■ **YANG HARUS DIKERJAKAN**
Kalikan dengan 1,35 setiap koordinat titik yang berdiri sendiri pada barisnya, lalu bulatkan ke bilangan bulat terdekat (setengah dibulatkan ke atas); angka di dalam kalimat catatan dibiarkan. Tulis ulang semua baris dari baris yang memuat "formatted like [280,108]." sampai akhir data, kedua ujungnya termasuk, tanpa ada baris yang dihilangkan.

■ **DATA YANG DIBERIKAN**
══════

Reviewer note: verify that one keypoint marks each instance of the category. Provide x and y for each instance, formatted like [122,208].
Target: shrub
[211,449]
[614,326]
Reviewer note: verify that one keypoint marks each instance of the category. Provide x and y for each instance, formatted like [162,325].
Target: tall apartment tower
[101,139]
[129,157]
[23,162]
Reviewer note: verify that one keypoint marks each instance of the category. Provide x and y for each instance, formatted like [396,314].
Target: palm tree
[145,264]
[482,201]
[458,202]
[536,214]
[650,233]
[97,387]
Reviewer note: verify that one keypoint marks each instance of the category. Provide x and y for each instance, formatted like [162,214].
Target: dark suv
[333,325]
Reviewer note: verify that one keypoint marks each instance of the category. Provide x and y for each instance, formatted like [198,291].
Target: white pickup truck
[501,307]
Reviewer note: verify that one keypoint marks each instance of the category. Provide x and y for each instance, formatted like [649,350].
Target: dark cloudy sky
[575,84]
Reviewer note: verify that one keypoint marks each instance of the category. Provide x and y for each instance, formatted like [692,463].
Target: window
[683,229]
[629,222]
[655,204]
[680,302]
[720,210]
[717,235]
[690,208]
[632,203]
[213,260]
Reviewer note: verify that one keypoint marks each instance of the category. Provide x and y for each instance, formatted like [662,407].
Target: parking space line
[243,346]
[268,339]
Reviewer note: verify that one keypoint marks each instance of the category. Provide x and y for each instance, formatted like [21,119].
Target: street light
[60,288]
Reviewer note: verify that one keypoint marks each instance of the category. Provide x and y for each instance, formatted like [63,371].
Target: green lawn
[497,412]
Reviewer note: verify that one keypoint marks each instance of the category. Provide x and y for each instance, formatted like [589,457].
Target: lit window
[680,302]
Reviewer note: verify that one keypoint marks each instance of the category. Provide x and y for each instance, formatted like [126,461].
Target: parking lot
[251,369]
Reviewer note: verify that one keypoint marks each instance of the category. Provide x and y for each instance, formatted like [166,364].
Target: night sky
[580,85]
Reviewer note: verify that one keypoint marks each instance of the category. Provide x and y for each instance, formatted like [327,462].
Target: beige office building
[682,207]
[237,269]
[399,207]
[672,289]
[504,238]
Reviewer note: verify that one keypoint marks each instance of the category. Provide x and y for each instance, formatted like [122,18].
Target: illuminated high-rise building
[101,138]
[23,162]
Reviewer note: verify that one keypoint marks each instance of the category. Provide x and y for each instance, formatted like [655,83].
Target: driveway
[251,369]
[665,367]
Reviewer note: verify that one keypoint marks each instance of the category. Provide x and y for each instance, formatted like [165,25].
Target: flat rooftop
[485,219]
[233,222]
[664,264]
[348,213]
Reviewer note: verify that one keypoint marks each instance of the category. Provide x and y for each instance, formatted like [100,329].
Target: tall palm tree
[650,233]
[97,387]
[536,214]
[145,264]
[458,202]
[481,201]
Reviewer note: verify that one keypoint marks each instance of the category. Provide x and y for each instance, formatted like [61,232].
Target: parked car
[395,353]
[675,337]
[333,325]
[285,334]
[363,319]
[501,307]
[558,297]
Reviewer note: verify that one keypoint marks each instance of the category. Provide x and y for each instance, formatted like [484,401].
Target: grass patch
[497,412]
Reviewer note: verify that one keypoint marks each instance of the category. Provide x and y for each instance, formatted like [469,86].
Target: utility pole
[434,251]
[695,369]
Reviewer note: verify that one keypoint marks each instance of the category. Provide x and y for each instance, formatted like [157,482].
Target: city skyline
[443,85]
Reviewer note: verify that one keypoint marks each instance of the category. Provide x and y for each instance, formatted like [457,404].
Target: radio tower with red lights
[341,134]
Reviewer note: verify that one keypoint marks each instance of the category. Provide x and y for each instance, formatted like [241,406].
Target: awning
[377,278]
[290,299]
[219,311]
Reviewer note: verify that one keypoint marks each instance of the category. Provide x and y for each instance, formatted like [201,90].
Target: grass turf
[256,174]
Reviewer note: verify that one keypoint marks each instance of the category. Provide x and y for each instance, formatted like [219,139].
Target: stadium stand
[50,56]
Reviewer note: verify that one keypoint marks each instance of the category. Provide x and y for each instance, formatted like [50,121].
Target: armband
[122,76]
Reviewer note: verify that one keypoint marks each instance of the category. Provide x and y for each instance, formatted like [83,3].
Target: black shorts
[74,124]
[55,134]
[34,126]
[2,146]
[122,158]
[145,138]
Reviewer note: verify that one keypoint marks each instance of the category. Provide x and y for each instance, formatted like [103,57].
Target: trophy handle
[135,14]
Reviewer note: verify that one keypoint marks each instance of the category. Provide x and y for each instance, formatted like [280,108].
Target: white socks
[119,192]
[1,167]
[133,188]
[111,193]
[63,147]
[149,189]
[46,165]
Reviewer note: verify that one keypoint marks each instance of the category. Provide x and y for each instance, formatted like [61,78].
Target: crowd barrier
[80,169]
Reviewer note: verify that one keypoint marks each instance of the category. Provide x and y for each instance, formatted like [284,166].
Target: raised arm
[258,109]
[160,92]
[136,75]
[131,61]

══════

■ **PEMECAHAN MASALAH**
Reviewer note: verify that one keypoint marks each instance of the category. Provide x and y for each instance, formatted like [280,108].
Target: white socks
[161,259]
[1,225]
[180,254]
[150,261]
[85,198]
[201,255]
[62,223]
Reviewer note: verify that one keypoint marks each instance of the category. Provide x and y for each instance, formatted like [61,78].
Target: crowd barrier
[108,228]
Reviewer note: verify that one keypoint marks each instance of the category. Provide x and y for each instance, formatted like [284,166].
Target: raised arm
[348,147]
[216,124]
[184,101]
[177,82]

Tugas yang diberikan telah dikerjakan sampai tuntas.